-------- 页面摘录 --------

Leetcode之Search for a Range

Search for a Range

题目

Given a sorted array of integers, find the starting and ending position of a given target value.

Your algorithm’s runtime complexity must be in the order of O(log n).

If the target is not found in the array, return [-1, -1].

For example,

Given [5, 7, 7, 8, 8, 10] and target value 8,

return [3, 4].

题意解释

　　题目的意思是从一个已经排序的数组中，给定一个数target，然后从数组中查找是否存在这样的数，如果存在则返回这个数所在的index区间，如果不存在这个数则返回的区间为[-1,-1]

## 解题思路 ##

找到左边界

找到第一个等于target的数的index，做法是找到这个数等于target的index同时并且index-1的这个数刚好小于target，如果找到最后还不存在这样的情况，则根据左边界的定义求得index

找到右边界

找到最后一个等于target的数的index，做法是找到这个数等于target的index同时并且index+1的这个数刚好大于target，如果找到最后还不存在这样的情况，则根据右边界的定义求得index

合并

左右边界合并求得数组

代码

//Given a sorted array of integers, find the starting and ending position of a given target value.
//
//        Your algorithm's runtime complexity must be in the order of O(log n).
//
//        If the target is not found in the array, return [-1, -1].
//
//        For example,
//        Given [5, 7, 7, 8, 8, 10] and target value 8,
//        return [3, 4].
//
//        Subscribe to see which companies asked this question

/**
* Created by loveqh on 2016/8/7.

--------

- 问题描述 -
页面摘录“解题思路”一节下依次有哪几个步骤小标题？请全部列出。

-------- 数据摘录 --------

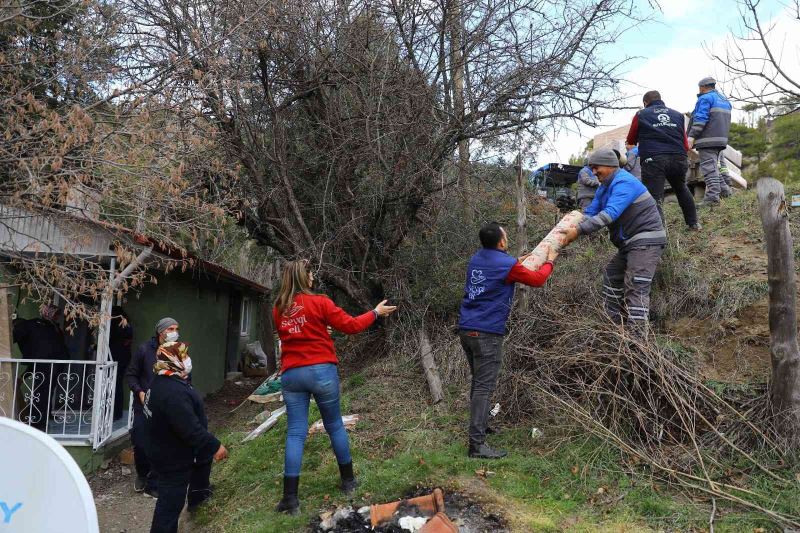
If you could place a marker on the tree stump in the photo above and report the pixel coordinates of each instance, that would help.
(429, 366)
(785, 355)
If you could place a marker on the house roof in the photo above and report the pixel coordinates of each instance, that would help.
(64, 233)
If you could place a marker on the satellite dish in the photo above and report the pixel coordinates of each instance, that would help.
(42, 488)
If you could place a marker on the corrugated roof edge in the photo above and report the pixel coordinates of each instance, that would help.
(174, 253)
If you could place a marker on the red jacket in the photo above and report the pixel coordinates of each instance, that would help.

--------

- 问题解答 -
找到左边界、找到右边界、合并